__Set task__: Output every line of the listing below as a numbered list, skipping blank lines and omitting the pictures.

[Stored dataset items]
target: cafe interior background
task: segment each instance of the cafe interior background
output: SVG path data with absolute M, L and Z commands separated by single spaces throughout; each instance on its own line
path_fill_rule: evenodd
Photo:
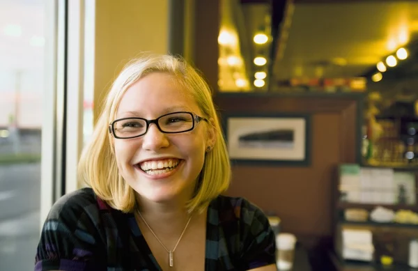
M 142 51 L 202 72 L 231 155 L 226 194 L 297 237 L 297 270 L 417 265 L 417 1 L 0 6 L 0 270 L 31 270 L 47 210 L 81 185 L 104 94 Z

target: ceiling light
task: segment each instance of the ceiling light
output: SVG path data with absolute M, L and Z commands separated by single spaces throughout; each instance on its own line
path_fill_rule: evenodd
M 386 58 L 386 64 L 389 67 L 394 67 L 398 63 L 396 59 L 394 56 L 389 56 Z
M 239 78 L 235 80 L 235 85 L 239 88 L 242 88 L 247 86 L 247 81 L 242 78 Z
M 398 49 L 398 51 L 396 51 L 396 56 L 401 60 L 406 59 L 408 57 L 408 52 L 406 52 L 405 48 L 399 48 Z
M 378 82 L 382 80 L 382 78 L 383 78 L 383 75 L 382 75 L 382 73 L 380 72 L 376 72 L 371 77 L 371 79 L 375 82 Z
M 12 37 L 22 36 L 22 27 L 19 24 L 8 24 L 3 29 L 4 33 Z
M 386 72 L 386 66 L 385 65 L 385 63 L 382 61 L 379 62 L 378 63 L 378 65 L 376 65 L 376 67 L 378 68 L 378 70 L 379 70 L 379 72 Z
M 268 40 L 268 37 L 265 34 L 257 34 L 254 36 L 254 42 L 256 44 L 264 44 Z
M 262 79 L 256 79 L 254 80 L 254 86 L 261 88 L 265 84 L 265 82 Z
M 254 77 L 256 77 L 256 79 L 264 79 L 267 77 L 267 73 L 265 73 L 265 72 L 257 72 L 254 75 Z
M 234 37 L 226 30 L 222 29 L 218 36 L 218 43 L 221 45 L 233 45 L 235 42 Z
M 265 65 L 266 63 L 267 59 L 265 59 L 265 58 L 263 56 L 258 56 L 254 59 L 254 64 L 256 64 L 258 66 L 262 66 L 263 65 Z
M 230 66 L 238 66 L 241 63 L 240 59 L 238 56 L 230 56 L 226 59 L 226 62 Z

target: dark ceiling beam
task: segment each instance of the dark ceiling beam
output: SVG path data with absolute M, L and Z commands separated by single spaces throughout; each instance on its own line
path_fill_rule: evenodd
M 274 0 L 273 0 L 274 1 Z M 405 0 L 405 2 L 413 2 L 416 0 Z M 297 5 L 298 3 L 382 3 L 382 2 L 393 2 L 397 3 L 398 0 L 293 0 L 293 3 Z
M 270 0 L 241 0 L 242 4 L 246 3 L 269 3 Z
M 271 10 L 272 10 L 272 33 L 271 36 L 272 37 L 272 41 L 270 46 L 270 52 L 269 54 L 269 60 L 268 62 L 268 76 L 270 78 L 269 82 L 269 86 L 268 89 L 270 91 L 270 82 L 272 82 L 273 78 L 273 67 L 274 61 L 276 60 L 276 55 L 277 54 L 278 48 L 280 46 L 279 42 L 281 40 L 281 30 L 282 29 L 283 23 L 286 19 L 286 6 L 287 5 L 291 4 L 294 0 L 271 0 Z

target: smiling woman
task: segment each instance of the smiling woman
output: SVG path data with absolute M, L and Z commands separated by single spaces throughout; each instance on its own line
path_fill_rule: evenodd
M 42 0 L 0 1 L 0 270 L 30 270 L 39 238 L 41 106 L 47 69 Z M 49 124 L 49 123 L 48 123 Z M 45 148 L 52 148 L 44 145 Z M 50 196 L 50 195 L 49 195 Z M 50 208 L 50 206 L 49 206 Z
M 38 271 L 270 270 L 263 212 L 222 195 L 229 158 L 209 87 L 183 59 L 144 54 L 114 82 L 79 164 L 91 187 L 45 221 Z

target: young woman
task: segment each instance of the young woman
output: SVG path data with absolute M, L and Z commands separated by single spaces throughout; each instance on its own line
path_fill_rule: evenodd
M 52 207 L 36 270 L 276 270 L 265 215 L 221 195 L 225 141 L 208 85 L 183 60 L 123 69 L 79 169 L 90 187 Z

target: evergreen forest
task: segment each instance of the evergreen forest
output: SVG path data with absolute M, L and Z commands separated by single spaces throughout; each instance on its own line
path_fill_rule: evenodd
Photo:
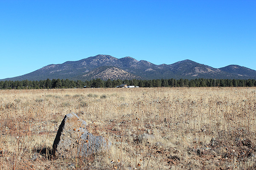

__Task response__:
1. target: cafe interior background
2. task: segment each instance of the cafe interior background
3. output: SVG path data with absolute M, L and Z commands separated by single spaces throughout; each instance on its own line
4. path_fill_rule: evenodd
5. Photo:
6. M 142 51 L 202 72 L 231 155 L 226 194 L 297 237 L 297 270 L 417 265 L 417 1 L 0 6 L 0 270 L 31 270 L 47 210 L 81 185 L 104 94 Z
7. target: ceiling light
8. task: segment each instance of the ceiling light
9. output: SVG path data with absolute M, L and Z commands separated by single spaces throughout; each instance on its own line
10. path_fill_rule: evenodd
11. M 386 58 L 386 64 L 389 67 L 394 67 L 398 63 L 396 59 L 394 56 L 389 56 Z
12. M 239 78 L 235 80 L 235 85 L 239 88 L 242 88 L 247 86 L 247 81 L 242 78 Z
13. M 398 49 L 398 51 L 396 51 L 396 56 L 401 60 L 406 59 L 408 57 L 408 52 L 406 52 L 405 48 L 399 48 Z
14. M 378 82 L 382 80 L 382 78 L 383 78 L 383 75 L 382 75 L 382 73 L 380 72 L 376 72 L 371 77 L 371 79 L 375 82 Z
15. M 12 37 L 22 36 L 22 27 L 19 24 L 8 24 L 3 29 L 4 33 Z
16. M 386 72 L 386 66 L 385 65 L 385 63 L 382 61 L 379 62 L 378 63 L 378 65 L 376 65 L 376 67 L 378 68 L 378 70 L 379 70 L 379 72 Z
17. M 268 40 L 268 37 L 265 34 L 257 34 L 254 36 L 254 42 L 256 44 L 264 44 Z
18. M 262 79 L 256 79 L 254 80 L 254 86 L 261 88 L 265 84 L 265 82 Z
19. M 254 77 L 256 77 L 256 79 L 264 79 L 267 77 L 267 73 L 265 73 L 265 72 L 257 72 L 254 75 Z
20. M 234 37 L 226 30 L 222 29 L 218 36 L 218 43 L 221 45 L 233 45 L 235 42 Z
21. M 265 65 L 266 63 L 267 59 L 265 59 L 265 58 L 263 56 L 258 56 L 254 59 L 254 64 L 256 64 L 258 66 L 262 66 L 263 65 Z
22. M 230 66 L 238 66 L 241 63 L 240 59 L 238 56 L 230 56 L 226 59 L 226 62 Z
23. target: dark ceiling beam
24. task: segment each instance of the dark ceiling beam
25. output: SVG path data with absolute M, L and Z commands separated by single spaces throughout; each instance on its own line
26. path_fill_rule: evenodd
27. M 274 0 L 273 0 L 274 1 Z M 405 0 L 405 2 L 413 2 L 416 0 Z M 297 5 L 298 3 L 382 3 L 382 2 L 393 2 L 397 3 L 398 0 L 293 0 L 293 3 Z
28. M 270 0 L 241 0 L 242 4 L 246 3 L 269 3 Z
29. M 271 10 L 272 10 L 272 33 L 271 36 L 272 37 L 272 41 L 270 46 L 270 52 L 269 54 L 269 60 L 268 62 L 268 76 L 270 78 L 269 82 L 269 86 L 268 89 L 270 91 L 270 82 L 272 82 L 273 78 L 273 67 L 274 61 L 276 60 L 276 55 L 277 54 L 278 48 L 280 46 L 279 42 L 281 40 L 281 30 L 282 29 L 283 23 L 286 19 L 286 6 L 287 5 L 291 4 L 294 0 L 271 0 Z
30. target: smiling woman
31. task: segment each instance of the smiling woman
32. output: SVG path data with absolute M, L and Z commands separated by single spaces throughout; each instance on its own line
33. path_fill_rule: evenodd
34. M 42 0 L 0 1 L 0 270 L 30 270 L 39 238 L 41 106 L 47 69 Z M 49 124 L 49 123 L 48 123 Z M 45 148 L 52 148 L 44 145 Z M 50 196 L 50 195 L 49 195 Z M 50 208 L 50 206 L 49 206 Z
35. M 38 271 L 270 270 L 263 212 L 222 195 L 229 158 L 209 87 L 183 59 L 144 54 L 114 82 L 79 164 L 91 187 L 45 221 Z
36. target: young woman
37. task: segment each instance of the young woman
38. output: SVG path data with absolute M, L and Z commands separated by single spaces throughout; each instance on its own line
39. path_fill_rule: evenodd
40. M 52 207 L 36 270 L 276 270 L 265 215 L 221 195 L 225 141 L 208 85 L 183 60 L 123 69 L 79 169 L 90 187 Z
41. target: evergreen forest
42. task: segment each instance of the evergreen forest
43. output: SVG path data with absolute M, L and Z commands separated by single spaces throughout; each instance on its own line
44. path_fill_rule: evenodd
45. Photo:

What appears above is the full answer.